Introduction to the Distributive Property
Uploaded by MuchoMath on 29.06.2008
Transcript:
>> Professor Perez: Hey!
This is Professor Perez again.
Today we're going to look an introduction to the distributive property.
Of course, we've got to get Charlie out here.
He better be ready!
Hey, Charlie, you ready to go?
>> Charlie: Ya...
>> Professor Perez: All right, here we go.
Right here.
Introduction to the distributive property.
So, what the distributive property is, is what we're going to do,
is we're going to distribute a number across an addition or a subtraction using multiplication.
Let me give you an example here.
2 times 5 plus 3.
Notice the 5 plus 3 is in parenthesis.
Before we get to the distributive property,
what we could do is add the two numbers in the parenthesis.
You'll see when we get to the Order of Operations,
that that is what we're supposed to do first.
Okay, that's coming up soon.
So watch. We take what's in the parenthesis, 5 plus 3.
What's 5 plus 3, Charlie?
>> Charlie: 8.
>> Professor Perez: 8.
Don't forget we have a 2.
Now what's the operation, Charlie?
It's 2 outside of a parenthesis.
There is no operation written down, so it's assumed to be what?
>> Charlie: Multiplication.
>> Professor Perez: Multiplication.
And so, 2 times 8 is what, Charlie?
>> Charlie: 16.
>> Professor Perez: 16, same as 8 times 2.
Now, same problem, but now we're going to demonstrate the distributive property.
Notice there's a 2 outside the parenthesis
that 2 outside the parenthesis means you've got to multiply.
But, you don't have to add what's in the parenthesis first, you can add 5 plus 3,
but what we're going to do is we're going to distribute the 2
to the 5 and to the 3 by multiplication.
Watch, Charlie.
We first start with 2 times 5.
So we'll bring that down.
We did 2 times 5.
And now, in the parenthesis our operation was addition, so we'll bring that down
and now we take the 2 and multiply to the 3 and that's 2 times 3.
Notice the 2 was distributed to each the 5 and to the 3 and operation is multiplication.
And now, what's 2 times 5, Charlie?
>> Charlie: 10.
>> Professor Perez: 10, same as 5 times 2.
And what's 2 times 3?
>> Charlie: 6.
>> Professor Perez: 6, same as 3 times 2.
And anyway, what's 10 plus 6, Charlie?
>> Charlie: 16.
>> Professor Perez: 16 and notice the two answers are exactly the same.
16. Now, of course, most of you are probably saying, "Well,
I'm just going to do the parenthesis first."
Yeah, but you can't do that all the time, you'll see.
Because I know you're asking, "When am I ever going to use the distributive property?"
Well, you'll see very soon.
Now, same problem, Charlie.
2 times 5 plus 3.
Now somebody mentioned this technique to me so I'm going to go ahead and show it.
2 times 5 plus 3 basically means you have two 5 plus 3's a being added together,
which is true, okay?
And 5 plus 3 plus 5 plus 3, you can add in any order you want.

Information supplied:
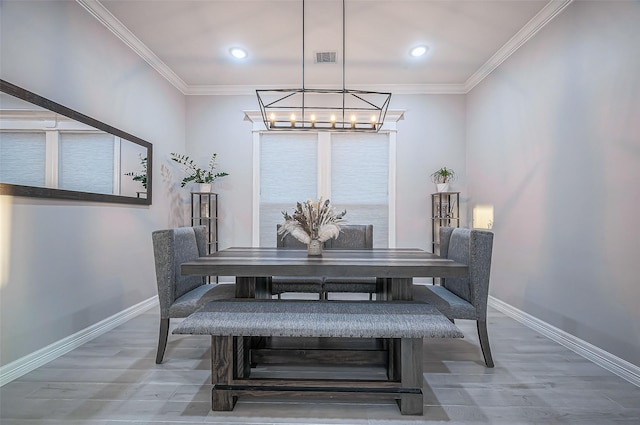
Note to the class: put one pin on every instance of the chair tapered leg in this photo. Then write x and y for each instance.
(484, 342)
(162, 339)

Tasks for this exercise:
1. Reproduce the distributive property transcript from "Now what's the" up to and including "Professor Perez: Multiplication.".
2. In the distributive property transcript, list every calculation Charlie answers with a number, and pair each one with the answer he gives.

Solutions to each task:
1.
Now what's the operation, Charlie?
It's 2 outside of a parenthesis.
There is no operation written down, so it's assumed to be what?
>> Charlie: Multiplication.
>> Professor Perez: Multiplication.

2.
- 5 plus 3: 8
- 2 times 8: 16
- 2 times 5: 10
- 2 times 3: 6
- 10 plus 6: 16